» Provided entries
§
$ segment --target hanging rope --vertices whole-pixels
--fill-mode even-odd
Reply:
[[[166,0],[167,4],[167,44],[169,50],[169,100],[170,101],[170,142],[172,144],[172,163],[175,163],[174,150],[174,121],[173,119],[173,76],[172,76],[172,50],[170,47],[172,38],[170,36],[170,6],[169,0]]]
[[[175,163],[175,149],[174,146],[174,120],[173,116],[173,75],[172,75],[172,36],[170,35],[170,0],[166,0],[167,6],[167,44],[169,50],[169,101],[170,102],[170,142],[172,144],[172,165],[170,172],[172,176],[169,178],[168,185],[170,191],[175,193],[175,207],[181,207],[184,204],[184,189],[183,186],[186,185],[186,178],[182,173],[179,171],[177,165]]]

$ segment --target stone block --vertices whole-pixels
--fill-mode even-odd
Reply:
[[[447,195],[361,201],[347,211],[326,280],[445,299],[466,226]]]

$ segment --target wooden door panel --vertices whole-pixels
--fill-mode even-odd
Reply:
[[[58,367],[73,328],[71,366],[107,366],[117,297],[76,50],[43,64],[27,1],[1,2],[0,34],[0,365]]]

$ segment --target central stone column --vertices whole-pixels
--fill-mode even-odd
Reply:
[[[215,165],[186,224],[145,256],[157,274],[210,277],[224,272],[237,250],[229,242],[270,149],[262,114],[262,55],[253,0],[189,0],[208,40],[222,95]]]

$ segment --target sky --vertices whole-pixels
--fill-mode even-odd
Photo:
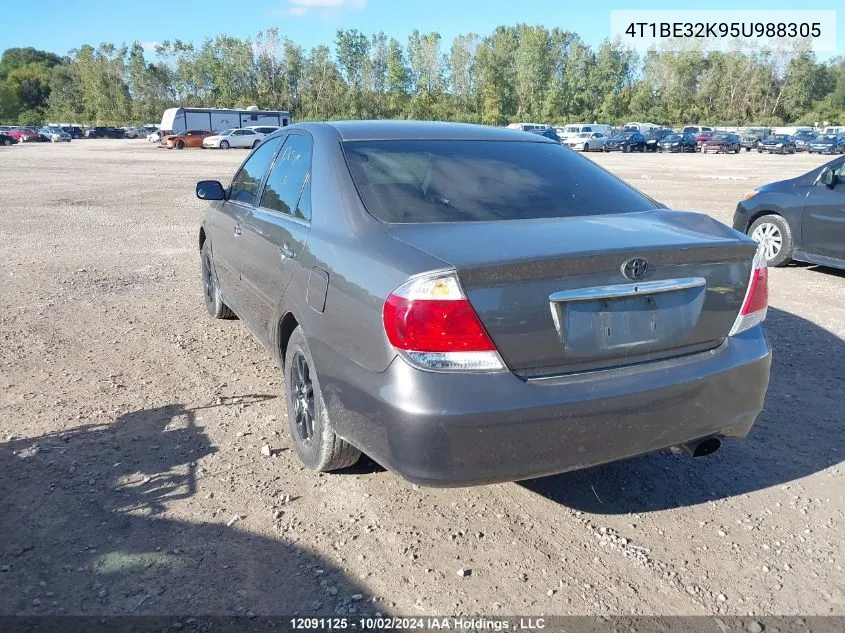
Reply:
[[[796,9],[796,0],[691,2],[684,9]],[[837,9],[836,2],[816,2],[806,9]],[[677,0],[642,2],[637,9],[677,9]],[[413,29],[443,36],[443,50],[463,33],[487,35],[496,26],[542,24],[578,33],[596,46],[610,35],[610,10],[626,3],[565,2],[563,0],[30,0],[27,28],[0,29],[0,51],[32,46],[60,55],[82,44],[141,42],[152,52],[155,43],[181,39],[202,43],[220,33],[255,35],[276,27],[280,34],[306,49],[331,45],[339,28],[364,33],[384,31],[407,41]],[[845,9],[841,11],[845,16]],[[837,22],[842,18],[837,15]],[[836,49],[845,53],[845,28],[837,25]],[[822,55],[821,57],[826,57]]]

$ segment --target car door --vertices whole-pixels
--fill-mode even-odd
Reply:
[[[272,338],[276,308],[299,266],[311,226],[311,151],[307,133],[287,135],[261,200],[244,223],[243,284],[254,330],[266,341]]]
[[[261,138],[254,130],[238,130],[238,132],[240,132],[240,136],[238,137],[240,142],[239,147],[252,147],[255,141]]]
[[[821,180],[810,188],[804,200],[801,221],[802,250],[823,257],[845,259],[845,161],[840,159],[830,169],[839,182],[832,189]]]
[[[249,147],[244,140],[244,131],[235,130],[229,135],[229,147]]]
[[[259,188],[278,147],[278,140],[271,141],[249,155],[232,179],[227,199],[215,203],[217,208],[212,214],[211,251],[214,271],[226,303],[238,314],[241,314],[245,304],[241,284],[243,223],[252,205],[257,202]]]

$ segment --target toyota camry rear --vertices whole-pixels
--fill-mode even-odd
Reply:
[[[311,143],[307,231],[264,264],[272,231],[257,231],[233,260],[242,286],[219,290],[278,351],[307,465],[362,451],[411,481],[469,485],[748,434],[770,366],[750,238],[537,135],[413,122],[285,134]],[[287,143],[257,181],[270,185]],[[278,275],[279,251],[290,277],[274,296],[262,276]],[[250,314],[253,287],[270,293],[264,315]]]

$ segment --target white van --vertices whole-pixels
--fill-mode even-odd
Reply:
[[[681,131],[682,134],[695,134],[698,136],[702,132],[712,132],[713,128],[709,125],[685,125]]]
[[[610,130],[611,127],[609,125],[605,125],[604,123],[570,123],[569,125],[564,126],[563,134],[558,132],[557,135],[560,137],[560,140],[565,143],[582,132],[600,132],[601,134],[607,135]]]
[[[795,136],[798,132],[815,132],[815,128],[809,126],[787,126],[776,127],[772,130],[773,134],[785,134],[786,136]]]
[[[659,125],[655,125],[654,123],[639,123],[634,121],[633,123],[626,123],[622,126],[623,130],[636,130],[640,134],[647,134],[652,130],[660,129]]]
[[[290,125],[290,114],[283,110],[259,110],[249,106],[244,110],[226,108],[168,108],[161,117],[160,128],[180,134],[185,130],[219,132],[248,125]]]

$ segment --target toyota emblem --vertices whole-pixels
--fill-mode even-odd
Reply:
[[[622,264],[622,274],[628,279],[642,279],[648,272],[648,260],[644,257],[634,257]]]

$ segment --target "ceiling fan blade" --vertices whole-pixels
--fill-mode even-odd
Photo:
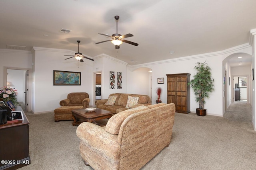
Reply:
[[[83,57],[85,58],[86,59],[89,59],[90,60],[91,60],[92,61],[94,61],[94,60],[93,59],[90,59],[90,58],[86,57],[85,57],[85,56],[84,56],[84,55],[83,55]],[[82,60],[82,59],[81,60]]]
[[[66,60],[67,59],[71,59],[71,58],[73,58],[73,57],[75,57],[75,56],[71,57],[69,57],[69,58],[68,58],[67,59],[66,59],[65,60]]]
[[[95,44],[99,44],[100,43],[104,43],[107,41],[112,41],[112,39],[109,39],[108,40],[103,41],[99,42],[98,43],[96,43]]]
[[[125,43],[128,43],[130,44],[131,44],[133,45],[135,45],[136,46],[138,46],[139,45],[139,44],[137,44],[137,43],[134,43],[133,42],[130,41],[129,41],[126,40],[125,39],[123,39],[122,41],[123,42]]]
[[[102,33],[99,33],[98,34],[100,34],[100,35],[102,35],[106,36],[107,37],[111,37],[111,36],[110,36],[110,35],[108,35],[108,34],[102,34]]]
[[[124,35],[120,36],[121,38],[127,38],[128,37],[133,37],[133,35],[132,34],[128,33],[127,34]]]

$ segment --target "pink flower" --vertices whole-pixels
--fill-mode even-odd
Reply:
[[[9,97],[9,95],[7,94],[3,94],[3,98],[7,98]]]
[[[8,94],[12,94],[12,91],[11,90],[7,90],[5,92]],[[9,97],[9,96],[8,97]]]

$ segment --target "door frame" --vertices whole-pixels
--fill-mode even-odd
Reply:
[[[28,82],[26,82],[26,83],[28,85],[28,106],[27,106],[28,111],[31,111],[31,92],[32,88],[32,69],[28,68],[22,68],[19,67],[12,67],[4,66],[4,86],[7,86],[7,69],[11,70],[24,70],[28,71]]]
[[[95,106],[95,101],[96,101],[96,74],[97,73],[101,73],[101,98],[102,99],[102,96],[103,96],[103,93],[102,93],[102,90],[103,89],[103,86],[102,86],[102,71],[96,71],[94,72],[93,72],[93,106]]]

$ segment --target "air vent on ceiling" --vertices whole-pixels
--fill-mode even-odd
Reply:
[[[25,50],[26,46],[20,46],[19,45],[6,45],[7,49],[13,50]]]
[[[60,30],[60,32],[63,33],[69,33],[71,31],[71,30],[64,29],[64,28],[62,28]]]

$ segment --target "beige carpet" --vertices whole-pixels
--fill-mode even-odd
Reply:
[[[252,112],[241,102],[232,103],[224,117],[176,113],[169,147],[141,169],[256,169]],[[80,156],[72,121],[54,122],[52,113],[26,114],[31,164],[20,169],[92,169]]]

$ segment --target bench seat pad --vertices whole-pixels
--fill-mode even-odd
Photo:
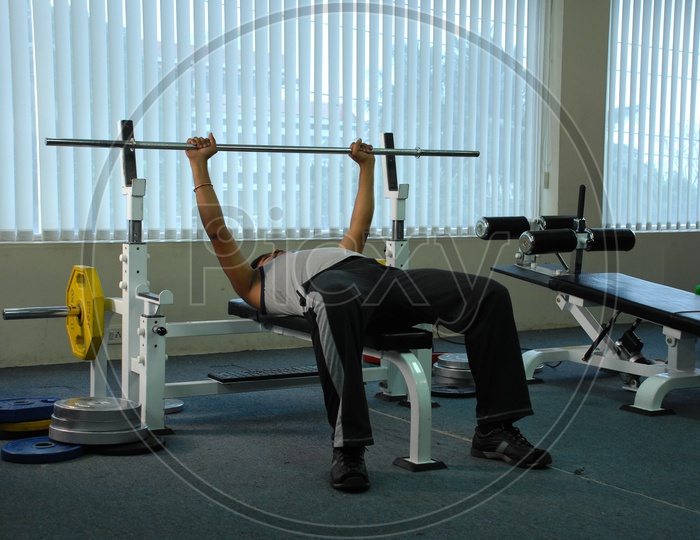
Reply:
[[[251,319],[263,325],[279,326],[305,334],[311,334],[311,325],[303,317],[292,315],[263,315],[240,298],[229,300],[229,315]],[[433,334],[420,328],[374,328],[365,335],[364,346],[376,351],[408,351],[432,349]]]

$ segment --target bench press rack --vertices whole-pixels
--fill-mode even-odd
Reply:
[[[634,246],[632,231],[587,229],[584,196],[581,186],[576,216],[540,217],[533,222],[526,218],[483,218],[477,224],[477,235],[482,239],[519,238],[516,264],[492,270],[555,291],[558,307],[570,312],[592,340],[590,346],[526,352],[526,376],[534,381],[537,367],[563,361],[609,369],[621,374],[623,388],[636,392],[634,403],[623,405],[623,410],[647,416],[673,414],[662,407],[668,392],[700,388],[700,369],[695,367],[700,296],[624,274],[581,272],[584,251],[628,251]],[[559,249],[575,250],[573,272]],[[538,262],[537,256],[543,253],[555,253],[561,266]],[[594,306],[613,310],[612,318],[606,324],[599,323],[589,310]],[[622,313],[633,316],[635,322],[614,340],[610,333]],[[666,361],[651,361],[641,354],[643,344],[634,333],[641,321],[662,327],[668,349]]]
[[[121,132],[122,140],[133,139],[131,121],[122,122]],[[384,142],[386,148],[393,148],[390,134],[385,135]],[[220,374],[210,374],[205,380],[166,383],[167,339],[275,332],[309,341],[310,329],[301,317],[262,317],[238,299],[229,302],[229,313],[237,316],[236,319],[168,322],[161,308],[173,303],[173,294],[168,290],[159,294],[149,290],[148,250],[147,244],[141,240],[146,180],[136,175],[133,150],[125,145],[121,152],[124,175],[122,192],[127,197],[128,240],[123,244],[119,257],[122,264],[122,279],[119,282],[122,296],[105,298],[104,321],[106,328],[113,314],[122,317],[122,397],[141,404],[142,421],[156,434],[169,433],[171,430],[166,427],[164,408],[167,399],[318,385],[318,375],[308,372],[239,381],[224,380]],[[390,177],[395,180],[395,162],[390,153],[385,158],[385,167],[389,168],[392,173]],[[387,241],[387,264],[403,266],[408,259],[402,223],[408,185],[389,182],[386,194],[391,199],[392,218],[395,221],[394,237]],[[379,382],[382,395],[407,398],[411,406],[409,455],[397,458],[394,463],[412,471],[444,468],[444,463],[430,457],[432,331],[412,328],[399,333],[383,333],[378,330],[368,334],[365,354],[380,359],[379,365],[363,368],[365,382]],[[97,358],[91,362],[91,396],[107,395],[107,361],[106,346],[103,344]]]

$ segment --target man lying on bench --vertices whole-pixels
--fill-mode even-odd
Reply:
[[[477,428],[471,454],[519,467],[552,461],[513,422],[532,414],[510,295],[484,277],[437,269],[400,270],[361,255],[374,214],[374,155],[361,139],[349,156],[360,167],[350,229],[337,248],[274,250],[248,264],[226,227],[207,161],[213,135],[188,139],[197,207],[236,293],[263,314],[298,315],[312,325],[312,343],[333,429],[331,485],[365,491],[365,447],[373,444],[362,380],[363,337],[369,326],[442,324],[464,335],[476,386]]]

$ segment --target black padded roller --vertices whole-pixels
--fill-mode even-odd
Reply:
[[[476,235],[482,240],[520,238],[529,229],[530,222],[524,216],[483,217],[476,223]]]
[[[520,251],[525,255],[567,253],[576,249],[578,238],[572,229],[527,231],[520,236]]]
[[[637,237],[632,229],[586,229],[586,251],[629,251]]]

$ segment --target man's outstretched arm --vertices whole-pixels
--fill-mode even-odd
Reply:
[[[258,272],[248,264],[241,253],[238,242],[226,226],[219,199],[209,177],[207,162],[217,152],[216,140],[210,134],[208,138],[193,137],[187,142],[197,147],[187,150],[186,154],[194,176],[197,209],[204,230],[211,240],[219,263],[233,289],[246,303],[259,308],[260,280]]]
[[[372,145],[362,139],[350,145],[350,157],[360,166],[355,206],[350,218],[350,228],[340,242],[340,247],[362,253],[369,236],[374,216],[374,155]]]

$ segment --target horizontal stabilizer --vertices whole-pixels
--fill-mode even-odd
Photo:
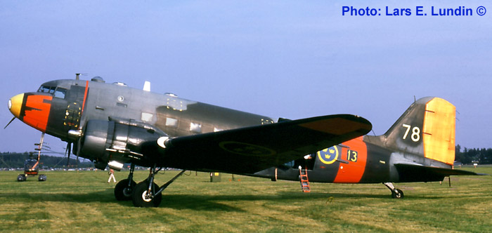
§
Rewrite the material starting with the line containing "bench --vertices whole-pixels" and going on through the line containing "[[[637,237],[632,229],[586,229],[586,251],[629,251]]]", putting "cushioned" in place of "padded" and leaving everything else unchanged. Give only those lines.

$ segment --target man lying on bench --vertices whole-pixels
--fill-mode even-odd
Reply:
[[[477,428],[471,454],[519,467],[552,461],[513,422],[532,414],[510,295],[484,277],[437,269],[400,270],[361,255],[374,214],[374,155],[361,139],[349,156],[360,167],[350,229],[337,248],[274,250],[248,264],[226,227],[207,161],[213,135],[188,139],[197,207],[236,293],[263,314],[298,315],[312,325],[312,343],[333,429],[331,485],[365,491],[365,447],[373,444],[362,380],[363,337],[369,326],[442,324],[464,335],[476,386]]]

$ segment --target black cushioned roller --vertices whole-pixels
--fill-mode even-odd
Reply:
[[[476,235],[482,240],[520,238],[529,229],[530,222],[524,216],[483,217],[476,223]]]
[[[520,251],[525,255],[567,253],[576,249],[578,238],[572,229],[527,231],[520,236]]]
[[[637,237],[632,229],[586,229],[586,251],[629,251]]]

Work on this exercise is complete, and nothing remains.